▸ **ENTRIES PROVIDED**
--------------------

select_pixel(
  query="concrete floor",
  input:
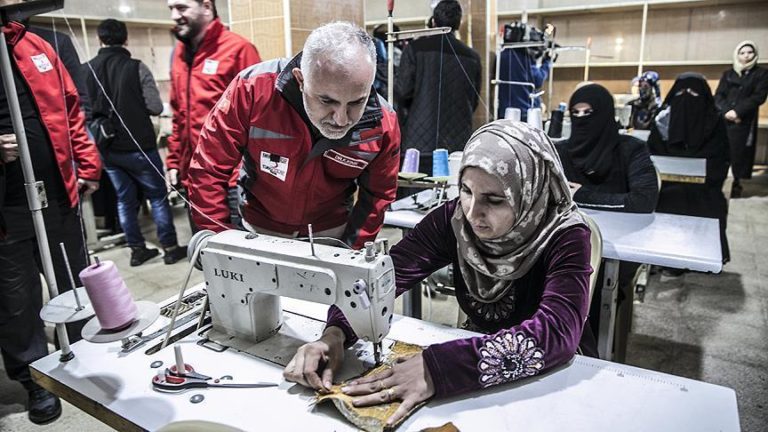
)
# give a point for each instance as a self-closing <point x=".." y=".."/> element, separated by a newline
<point x="712" y="328"/>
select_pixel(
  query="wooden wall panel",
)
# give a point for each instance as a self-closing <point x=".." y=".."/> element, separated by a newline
<point x="307" y="15"/>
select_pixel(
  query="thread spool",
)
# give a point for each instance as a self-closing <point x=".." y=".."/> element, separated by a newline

--------------------

▸ **AIM**
Convert the data above into a JSON list of strings, one string per line, skipping blank lines. Leave the pictures out.

▸ **COMPLETED EXERCISE**
[
  "select_pixel(",
  "  query=\"concrete floor\",",
  "  input:",
  ")",
  "# give a point for each instance as a self-closing <point x=\"..\" y=\"..\"/> element, separated by a newline",
  "<point x=\"712\" y=\"328\"/>",
  "select_pixel(",
  "  query=\"wooden wall panel\",",
  ")",
  "# give a point for each instance as a self-closing <point x=\"..\" y=\"..\"/> element, separated by a newline",
  "<point x=\"307\" y=\"15\"/>",
  "select_pixel(",
  "  query=\"thread spool\",",
  ")",
  "# give a point for each instance as a self-closing <point x=\"..\" y=\"..\"/> element, separated by a newline"
]